**Parts of the exercise**
A: Answer each question from the film reviews.
(i) What rating does Catfish receive?
(ii) Which three earlier teen sex comedies are named in the review of The Virginity Hit?
(iii) What recent cinematic fad sets The Virginity Hit apart from the rest of the teen sex comedy pack?
B: Carry the film reviews forward from their last sentence, continuing the review of The Virginity Hit.

The movie, even through its sometimes slow and plodding story, rests on Nev (assuming he is a real person) and he is charismatic and likable. He’s good looking, funny and lonely, even if he pretends not to be. He's the perfect catalyst to set these crazy events into motion.

But in the end, those events won't be crazy enough to live up to the hyped up ending. I fear that may hurt this movie’s reputation because those who see it will be disappointed, as was I, but those who can look past that and discover why it still works on relatable terms to today will find something more, though that bad taste left by the marketing campaign will linger on.

Catfish receives 3.5/5

Friday
Sep172010

The Virginity Hit

News flash! Teenage boys are obsessed with sex. They fantasize about it, watch it and talk about it with their friends. Their world revolves around it. If you are one of those high school boys who really doesn't know any better and thinks having sex is the most important thing you can do, then I have nothing to say to you. For those who have grown up and can think with the head that’s on your shoulders rather than the one in your pants, I’m here to bring you words of caution. Avoid The Virginity Hit at all costs.

Teen sex comedies are no stranger to cinema. Porky’s, Fast Times at Ridgemont High and the more recent American Pie have taught us that when boys hit puberty, they also hit an intellectual wall because their brains are overrun by stupefied thoughts of what they hope to do with the opposite sex. The Virginity Hit is largely the same, only it doesn’t have the lasting ability of those films. Despite sticking to the tried and true formula, it fails in every regard and only separates itself from the rest of the teen sex comedy pack by using the recent cinematic fad: the mockumentary.

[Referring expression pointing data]
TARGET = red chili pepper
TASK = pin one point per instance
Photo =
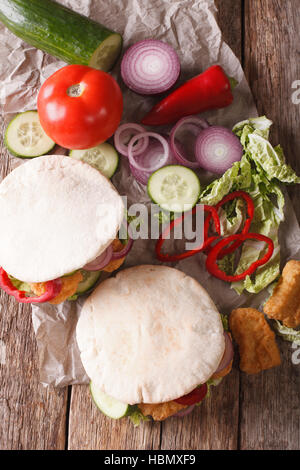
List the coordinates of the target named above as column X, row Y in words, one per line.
column 209, row 90
column 206, row 243
column 250, row 213
column 214, row 255
column 53, row 288
column 197, row 395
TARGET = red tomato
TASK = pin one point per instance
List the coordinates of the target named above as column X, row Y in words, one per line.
column 80, row 107
column 193, row 397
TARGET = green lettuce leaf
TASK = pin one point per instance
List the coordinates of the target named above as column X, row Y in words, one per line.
column 137, row 417
column 259, row 172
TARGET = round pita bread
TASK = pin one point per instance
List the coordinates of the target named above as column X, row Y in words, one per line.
column 150, row 335
column 57, row 214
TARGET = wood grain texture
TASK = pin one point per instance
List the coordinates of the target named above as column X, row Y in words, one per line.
column 230, row 22
column 272, row 64
column 247, row 412
column 212, row 426
column 270, row 402
column 31, row 416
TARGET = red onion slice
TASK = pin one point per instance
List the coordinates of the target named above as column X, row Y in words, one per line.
column 124, row 134
column 195, row 125
column 101, row 261
column 154, row 163
column 150, row 67
column 228, row 354
column 185, row 411
column 217, row 148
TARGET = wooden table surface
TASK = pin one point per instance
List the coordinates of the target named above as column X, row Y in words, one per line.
column 245, row 412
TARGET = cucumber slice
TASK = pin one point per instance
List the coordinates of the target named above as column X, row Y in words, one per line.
column 103, row 157
column 109, row 406
column 25, row 137
column 89, row 280
column 175, row 188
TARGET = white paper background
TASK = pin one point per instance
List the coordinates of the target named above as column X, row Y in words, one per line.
column 190, row 27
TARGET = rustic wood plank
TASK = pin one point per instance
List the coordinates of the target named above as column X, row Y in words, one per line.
column 89, row 429
column 32, row 417
column 214, row 425
column 270, row 402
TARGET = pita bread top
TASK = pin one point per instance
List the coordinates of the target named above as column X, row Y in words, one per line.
column 149, row 335
column 57, row 214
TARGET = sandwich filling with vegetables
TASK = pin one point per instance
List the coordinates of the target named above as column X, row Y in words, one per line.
column 62, row 220
column 152, row 342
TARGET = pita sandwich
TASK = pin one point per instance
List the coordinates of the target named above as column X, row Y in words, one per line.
column 150, row 335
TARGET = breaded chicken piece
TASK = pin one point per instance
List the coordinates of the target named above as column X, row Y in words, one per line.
column 284, row 304
column 161, row 411
column 68, row 288
column 115, row 264
column 257, row 344
column 224, row 372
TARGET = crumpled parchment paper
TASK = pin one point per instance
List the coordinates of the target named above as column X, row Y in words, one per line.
column 190, row 27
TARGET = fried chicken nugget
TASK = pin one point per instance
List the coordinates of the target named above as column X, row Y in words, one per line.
column 161, row 411
column 284, row 304
column 257, row 344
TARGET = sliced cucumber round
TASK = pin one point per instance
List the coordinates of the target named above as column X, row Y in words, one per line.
column 103, row 157
column 89, row 280
column 174, row 188
column 109, row 406
column 25, row 137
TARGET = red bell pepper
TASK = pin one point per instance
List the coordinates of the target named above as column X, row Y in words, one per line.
column 213, row 256
column 209, row 90
column 53, row 288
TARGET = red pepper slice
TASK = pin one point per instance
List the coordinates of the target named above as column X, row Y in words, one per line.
column 206, row 243
column 53, row 288
column 214, row 255
column 250, row 213
column 209, row 90
column 197, row 395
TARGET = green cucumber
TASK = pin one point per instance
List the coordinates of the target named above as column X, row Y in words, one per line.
column 25, row 138
column 89, row 280
column 61, row 32
column 175, row 188
column 103, row 157
column 111, row 407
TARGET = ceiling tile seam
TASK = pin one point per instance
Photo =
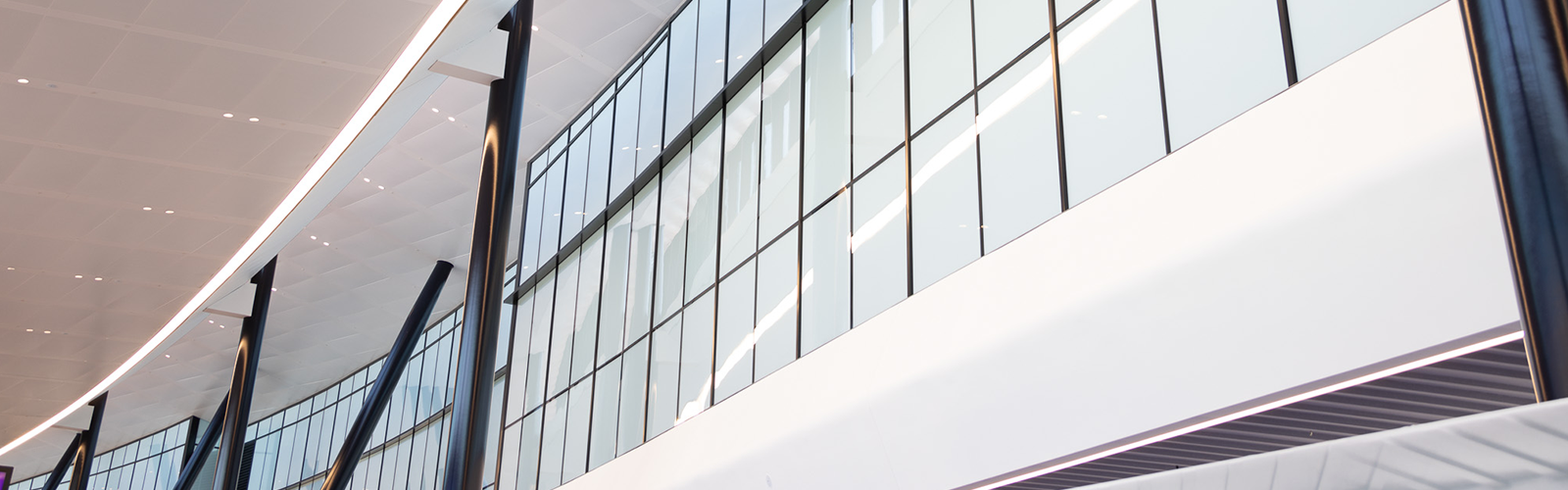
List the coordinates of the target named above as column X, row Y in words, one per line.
column 170, row 106
column 187, row 38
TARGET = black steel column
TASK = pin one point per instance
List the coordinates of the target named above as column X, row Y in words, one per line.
column 486, row 261
column 65, row 464
column 198, row 458
column 391, row 371
column 88, row 446
column 237, row 411
column 1520, row 68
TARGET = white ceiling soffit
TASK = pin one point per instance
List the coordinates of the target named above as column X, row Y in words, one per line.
column 353, row 253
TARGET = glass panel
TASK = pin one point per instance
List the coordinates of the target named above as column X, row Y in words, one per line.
column 1220, row 59
column 616, row 265
column 606, row 406
column 745, row 33
column 1019, row 174
column 776, row 299
column 682, row 71
column 878, row 80
column 645, row 213
column 1325, row 30
column 941, row 57
column 703, row 229
column 587, row 307
column 781, row 122
column 827, row 138
column 697, row 357
column 734, row 341
column 1004, row 28
column 670, row 276
column 564, row 325
column 663, row 377
column 712, row 27
column 650, row 132
column 634, row 396
column 946, row 203
column 1110, row 96
column 576, row 454
column 739, row 229
column 880, row 242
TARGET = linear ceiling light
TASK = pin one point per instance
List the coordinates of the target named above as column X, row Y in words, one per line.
column 1261, row 409
column 400, row 70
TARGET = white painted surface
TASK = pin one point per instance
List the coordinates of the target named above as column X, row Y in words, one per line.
column 1346, row 221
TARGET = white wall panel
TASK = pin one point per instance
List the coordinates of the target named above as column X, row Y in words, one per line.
column 1346, row 221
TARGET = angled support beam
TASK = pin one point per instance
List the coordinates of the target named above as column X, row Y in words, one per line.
column 237, row 411
column 391, row 371
column 63, row 466
column 88, row 445
column 209, row 438
column 1521, row 71
column 486, row 263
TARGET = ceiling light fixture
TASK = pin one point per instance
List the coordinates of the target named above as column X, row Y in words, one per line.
column 378, row 96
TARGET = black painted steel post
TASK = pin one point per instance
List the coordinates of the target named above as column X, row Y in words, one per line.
column 237, row 411
column 1520, row 70
column 486, row 263
column 88, row 446
column 63, row 466
column 198, row 458
column 391, row 371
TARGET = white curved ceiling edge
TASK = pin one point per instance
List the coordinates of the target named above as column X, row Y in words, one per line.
column 451, row 25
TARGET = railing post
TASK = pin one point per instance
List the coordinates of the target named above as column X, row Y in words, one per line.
column 391, row 371
column 486, row 263
column 237, row 411
column 1520, row 70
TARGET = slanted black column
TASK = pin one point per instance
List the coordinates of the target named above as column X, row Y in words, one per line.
column 88, row 446
column 486, row 261
column 237, row 411
column 1520, row 60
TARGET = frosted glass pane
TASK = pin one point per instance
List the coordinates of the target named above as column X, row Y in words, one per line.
column 1019, row 174
column 739, row 228
column 697, row 357
column 588, row 276
column 670, row 276
column 682, row 71
column 564, row 325
column 1110, row 96
column 776, row 296
column 880, row 242
column 827, row 138
column 878, row 80
column 1220, row 59
column 734, row 339
column 634, row 396
column 703, row 229
column 1004, row 28
column 1325, row 30
column 781, row 124
column 616, row 266
column 745, row 33
column 941, row 57
column 825, row 275
column 639, row 310
column 946, row 203
column 606, row 407
column 663, row 377
column 650, row 132
column 712, row 27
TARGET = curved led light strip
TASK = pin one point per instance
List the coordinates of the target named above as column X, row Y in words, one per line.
column 400, row 70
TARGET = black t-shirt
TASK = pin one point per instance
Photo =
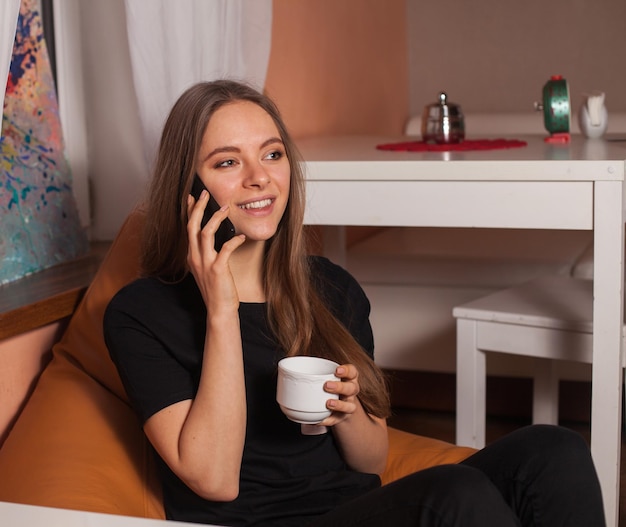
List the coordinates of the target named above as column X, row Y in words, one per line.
column 155, row 334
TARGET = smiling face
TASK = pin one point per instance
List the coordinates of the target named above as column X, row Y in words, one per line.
column 242, row 162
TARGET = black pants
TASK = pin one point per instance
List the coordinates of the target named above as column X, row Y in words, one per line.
column 537, row 476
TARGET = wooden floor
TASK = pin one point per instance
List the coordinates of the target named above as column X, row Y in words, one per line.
column 441, row 425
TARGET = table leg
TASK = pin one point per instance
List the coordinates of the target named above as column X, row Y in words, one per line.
column 608, row 320
column 471, row 391
column 334, row 239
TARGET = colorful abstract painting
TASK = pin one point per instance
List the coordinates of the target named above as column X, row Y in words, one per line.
column 39, row 223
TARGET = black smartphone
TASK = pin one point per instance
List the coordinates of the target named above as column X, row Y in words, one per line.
column 226, row 230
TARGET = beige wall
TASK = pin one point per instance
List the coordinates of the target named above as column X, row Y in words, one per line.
column 340, row 66
column 496, row 55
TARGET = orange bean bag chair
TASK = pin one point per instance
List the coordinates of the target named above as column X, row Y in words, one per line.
column 78, row 445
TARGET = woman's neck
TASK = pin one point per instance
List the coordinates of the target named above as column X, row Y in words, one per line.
column 246, row 265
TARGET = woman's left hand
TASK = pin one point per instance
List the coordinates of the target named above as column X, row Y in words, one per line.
column 347, row 388
column 350, row 424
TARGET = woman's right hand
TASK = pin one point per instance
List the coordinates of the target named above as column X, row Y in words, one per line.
column 210, row 268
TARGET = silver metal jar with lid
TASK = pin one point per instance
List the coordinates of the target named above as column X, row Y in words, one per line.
column 443, row 122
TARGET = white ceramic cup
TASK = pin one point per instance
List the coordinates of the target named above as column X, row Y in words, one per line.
column 300, row 388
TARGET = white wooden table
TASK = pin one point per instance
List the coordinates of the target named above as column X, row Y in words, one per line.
column 540, row 186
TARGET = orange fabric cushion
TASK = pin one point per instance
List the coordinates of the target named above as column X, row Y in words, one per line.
column 409, row 453
column 77, row 443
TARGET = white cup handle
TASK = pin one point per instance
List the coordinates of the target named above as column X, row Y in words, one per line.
column 313, row 430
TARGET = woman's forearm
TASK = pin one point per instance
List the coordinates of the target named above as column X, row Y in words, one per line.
column 363, row 441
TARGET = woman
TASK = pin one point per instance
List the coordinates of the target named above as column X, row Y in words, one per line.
column 197, row 340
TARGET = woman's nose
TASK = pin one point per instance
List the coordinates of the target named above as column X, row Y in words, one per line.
column 257, row 175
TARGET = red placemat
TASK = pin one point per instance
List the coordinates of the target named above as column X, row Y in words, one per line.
column 464, row 146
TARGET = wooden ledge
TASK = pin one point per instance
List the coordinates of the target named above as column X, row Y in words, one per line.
column 49, row 295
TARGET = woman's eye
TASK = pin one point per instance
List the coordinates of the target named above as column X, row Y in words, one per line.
column 275, row 155
column 226, row 163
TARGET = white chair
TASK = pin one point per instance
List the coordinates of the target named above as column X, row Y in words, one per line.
column 549, row 317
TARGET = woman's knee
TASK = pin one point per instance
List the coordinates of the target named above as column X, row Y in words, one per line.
column 454, row 483
column 553, row 442
column 459, row 491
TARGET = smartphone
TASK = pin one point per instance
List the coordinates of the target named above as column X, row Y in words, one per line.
column 226, row 230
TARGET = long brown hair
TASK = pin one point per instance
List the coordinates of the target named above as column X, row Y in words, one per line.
column 301, row 322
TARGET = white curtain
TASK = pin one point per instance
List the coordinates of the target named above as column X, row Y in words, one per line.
column 9, row 11
column 174, row 44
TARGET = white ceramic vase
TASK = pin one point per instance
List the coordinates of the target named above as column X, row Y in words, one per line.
column 593, row 117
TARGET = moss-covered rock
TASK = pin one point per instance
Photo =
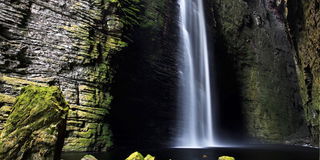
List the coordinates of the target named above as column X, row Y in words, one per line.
column 35, row 128
column 149, row 157
column 89, row 157
column 226, row 158
column 139, row 156
column 304, row 17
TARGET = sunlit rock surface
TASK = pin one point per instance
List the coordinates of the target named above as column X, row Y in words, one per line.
column 35, row 129
column 67, row 44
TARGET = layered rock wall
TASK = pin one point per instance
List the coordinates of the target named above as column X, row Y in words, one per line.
column 66, row 43
column 254, row 36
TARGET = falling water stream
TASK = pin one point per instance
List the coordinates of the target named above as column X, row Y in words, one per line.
column 196, row 127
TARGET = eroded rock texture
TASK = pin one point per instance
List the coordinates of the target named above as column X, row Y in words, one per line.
column 254, row 37
column 304, row 19
column 35, row 129
column 66, row 43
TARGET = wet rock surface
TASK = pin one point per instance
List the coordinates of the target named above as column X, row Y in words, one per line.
column 35, row 129
column 256, row 49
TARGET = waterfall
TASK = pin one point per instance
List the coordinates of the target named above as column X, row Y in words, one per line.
column 196, row 103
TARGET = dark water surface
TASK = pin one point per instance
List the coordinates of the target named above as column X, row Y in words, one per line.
column 266, row 152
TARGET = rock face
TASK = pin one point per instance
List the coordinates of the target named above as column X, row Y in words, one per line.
column 68, row 44
column 35, row 128
column 254, row 38
column 304, row 17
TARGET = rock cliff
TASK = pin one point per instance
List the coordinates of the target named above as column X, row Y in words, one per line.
column 276, row 74
column 67, row 44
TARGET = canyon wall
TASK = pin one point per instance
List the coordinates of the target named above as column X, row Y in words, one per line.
column 66, row 43
column 276, row 75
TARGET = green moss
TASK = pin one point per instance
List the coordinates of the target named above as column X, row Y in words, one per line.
column 135, row 156
column 149, row 157
column 38, row 117
column 18, row 81
column 7, row 99
column 226, row 158
column 89, row 157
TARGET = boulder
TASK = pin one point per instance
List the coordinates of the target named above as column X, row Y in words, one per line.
column 35, row 127
column 135, row 156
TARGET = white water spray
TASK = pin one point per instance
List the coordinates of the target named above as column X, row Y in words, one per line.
column 196, row 116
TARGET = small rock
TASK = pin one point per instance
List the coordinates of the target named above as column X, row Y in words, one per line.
column 89, row 157
column 149, row 157
column 135, row 156
column 226, row 158
column 36, row 125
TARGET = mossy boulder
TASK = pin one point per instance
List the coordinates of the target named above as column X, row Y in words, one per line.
column 149, row 157
column 135, row 156
column 139, row 156
column 35, row 128
column 89, row 157
column 226, row 158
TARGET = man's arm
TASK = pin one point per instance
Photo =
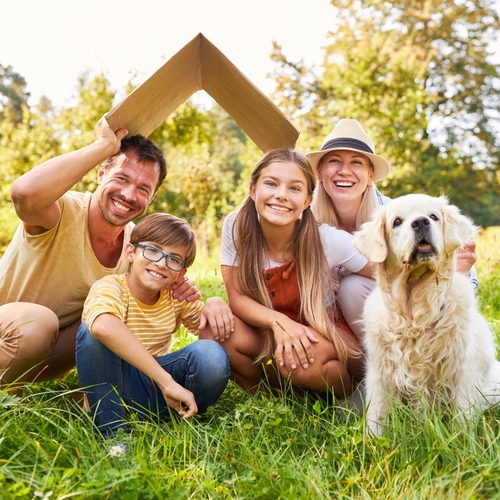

**Answers to the exercise**
A:
(i) 3.5/5
(ii) Porky's, Fast Times at Ridgemont High and American Pie
(iii) The mockumentary

B:
The story, as if it needs explaining, follows a foursome of guys as they enter into high school and make a pact to lose their virginity. As each one does, they take a hit from a bong, hence the title. After some time, all have accomplished their goal except for Matt (Matt Bennett). He has a steady girlfriend named Nicole (Nicole Weaver), with whom he hopes to do the deed, but after finding out that she cheated on him, he falls out of love with her and refuses to go through with it. So his friends embark on a quest to help him out, no matter the cost.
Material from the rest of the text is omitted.